(Задания):
1. Ответьте по отрывку о предвыборном митинге Эйзенхауэра и Никсона:
(a) Что полетело со всех этажей окрестных домов как нью-йоркское конфетти?
(b) Что раздавали юркие парни людям, идущим с митинга?
(c) Где нагородили полицейские барьеры?
2. Продолжите отрывок о предвыборном митинге Эйзенхауэра и Никсона после его последней фразы.

Никсон передал слово Эйзенхауэру. Все-таки он чем-то напоминал рождественского деда-мороза, который снял парик и бороду и переоделся в обычный костюм. Его встретили долгими, протяжными криками. Со всех этажей окрестных домов полетело нью-йоркское конфетти: страницы, вырванные из пудовых телефонных книг, сменяемых к каждому новому году.

Айк говорил недолго. Смысл речи сводился к тому, что мистер Никсон «о’кэй» и мистер Лодж тоже «о’кэй».

Мистеры Никсон и Лодж преданно смотрели на оратора. В сторонке в расстегнутом плаще, без шляпы щурился на ветру Нельсон Рокфеллер.

Потом выкрикивали что-то деятели более мелкого калибра. Их уже вовсе не слушали, оркестр вступал совсем не к месту, заглушая выкрики. Толпа быстро редела. Площадь была завалена тут же брошенными портретами и плакатами. По ним ходили. Под ногами хрустели «пуговицы». Старик, разгребая их палкой, выбирал уцелевшие и клал в шляпу. Юркие парни — боссы демократов не зря едят хлеб! — раздавали людям, идущим с митинга, еще пахнущую краской карикатуру: Никсон верхом на согбенном Айке, поспешающем старческой рысцой. На пиджаке Айка — надпись: «Политическая предвыборная кампания Эйзенхауэра». В руках у Дика — плетка. «Скорее, черт возьми!» — кричит он.

Скорее? Поздно! Да и зря. Я понял это вечером того же дня.

Вдоль всей Сорок второй улицы нагородили полицейские барьеры. Они должны были сдерживать восторженные толпы, когда здесь на митинг в Колизей поедут в открытой машине Айк и Дик.

Я не знал точного время проезда. Пока что на улице все было как всегда. Полицейские скучали, Я зашел в книжный магазинчик. Вдруг завыли сирены, затрещали мотоциклы. Вместе с другими я выскочил на улицу.

Посредине двигался кортеж. Прохожие останавливались на тротуарах. Эйзенхауэр привычно поднимал обе руки в приветствии и улыбался своей фарфоровой улыбкой. Ей-богу, он вызывал сострадание в этот вечерний час на равнодушной улице со зря нагороженными полицейскими барьерами. Никсон не улыбался. Он казался обескураженным. Все вокруг так мало напоминало приближение триумфа. А до финиша оставались ведь считанные дни!

(Перечень данных):
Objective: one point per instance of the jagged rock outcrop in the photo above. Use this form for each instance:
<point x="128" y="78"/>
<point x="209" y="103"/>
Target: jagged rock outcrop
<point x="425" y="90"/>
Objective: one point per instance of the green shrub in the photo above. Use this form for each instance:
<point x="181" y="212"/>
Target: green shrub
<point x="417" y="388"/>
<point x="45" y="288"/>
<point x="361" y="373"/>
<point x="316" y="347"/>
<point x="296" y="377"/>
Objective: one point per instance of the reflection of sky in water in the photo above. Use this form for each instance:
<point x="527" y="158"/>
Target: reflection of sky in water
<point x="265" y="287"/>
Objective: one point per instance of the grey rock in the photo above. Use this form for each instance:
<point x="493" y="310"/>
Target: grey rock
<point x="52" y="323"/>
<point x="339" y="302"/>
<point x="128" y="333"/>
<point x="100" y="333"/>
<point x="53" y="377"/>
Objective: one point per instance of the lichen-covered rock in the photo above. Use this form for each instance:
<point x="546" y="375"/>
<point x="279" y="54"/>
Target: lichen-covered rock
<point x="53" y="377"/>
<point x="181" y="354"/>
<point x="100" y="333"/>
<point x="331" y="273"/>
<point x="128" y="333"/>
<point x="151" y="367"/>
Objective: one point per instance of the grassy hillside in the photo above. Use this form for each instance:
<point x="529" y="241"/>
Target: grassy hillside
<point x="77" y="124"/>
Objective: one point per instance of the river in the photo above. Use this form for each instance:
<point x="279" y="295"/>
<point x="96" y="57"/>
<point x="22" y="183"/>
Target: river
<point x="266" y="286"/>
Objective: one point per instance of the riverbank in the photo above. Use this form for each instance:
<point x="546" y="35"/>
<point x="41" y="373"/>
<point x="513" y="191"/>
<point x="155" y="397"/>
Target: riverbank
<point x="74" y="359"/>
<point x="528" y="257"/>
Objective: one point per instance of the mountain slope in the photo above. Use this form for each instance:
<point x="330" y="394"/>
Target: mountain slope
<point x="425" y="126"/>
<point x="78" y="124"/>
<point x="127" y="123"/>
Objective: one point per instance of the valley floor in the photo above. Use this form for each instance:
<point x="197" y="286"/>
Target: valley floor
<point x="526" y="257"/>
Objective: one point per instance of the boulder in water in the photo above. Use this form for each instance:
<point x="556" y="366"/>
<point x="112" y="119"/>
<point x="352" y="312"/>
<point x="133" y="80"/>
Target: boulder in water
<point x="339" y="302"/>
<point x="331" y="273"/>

(Ответы):
1.
(a) Страницы, вырванные из пудовых телефонных книг.
(b) Еще пахнущую краской карикатуру: Никсон верхом на согбенном Айке, поспешающем старческой рысцой.
(c) Вдоль всей Сорок второй улицы.

2.
В эти последние дни Нельсон Рокфеллер пешком ходил по улицам, заглядывал в магазины и конторы. Пожимая руки, он выражал надежду, что знакомится с людьми, которые будут голосовать за республиканцев. Губернатор завернул даже в дамский салон красоты, вызвав переполох среди завиваемых и массажируемых модниц.

В эти же дни вернулись в Нью-Йорк Кеннеди и Джонсон.

Я уже видел сенатора в его первый приезд в Нью-Йорк. Жаклин Кеннеди ожидала ребенка и не путешествовала с мужем по стране. Для Нью-Йорка было сделано исключение. Оба проехали по городу в открытом автомобиле. Встречали их не столько торжественно и бурно, сколько приветливо и сердечно.

Хочу напомнить, что прогрессивные организации Соединенных Штатов поддерживали миллионера Кеннеди, а не сына мелкого лавочника, хвалившегося тем, что он с детства зарабатывал каждый цент своими собственными руками. Будущее показало, что они не ошиблись.

Слово «миллионер» совсем по-разному звучит у нас и за океаном. В стране, где культ доллара пронизывает все и вся, это слово означает не только богатство, но и удачливость, умение в делах. Так, во всяком случае, кажется американцу. Нельзя забывать и о хитроумном маскараде «народного капитализма», подновившем истрепанную легенду о чистильщике сапог, запросто ставшем миллионером, о гигантской пропагандистской машине, вдалбливающей американцу, что «делать деньги» — благородно, что это придает смысл жизни, является ее целью. А раз так, то разве не достоин уважения человек, преуспевший на пути к этой вожделенной цели?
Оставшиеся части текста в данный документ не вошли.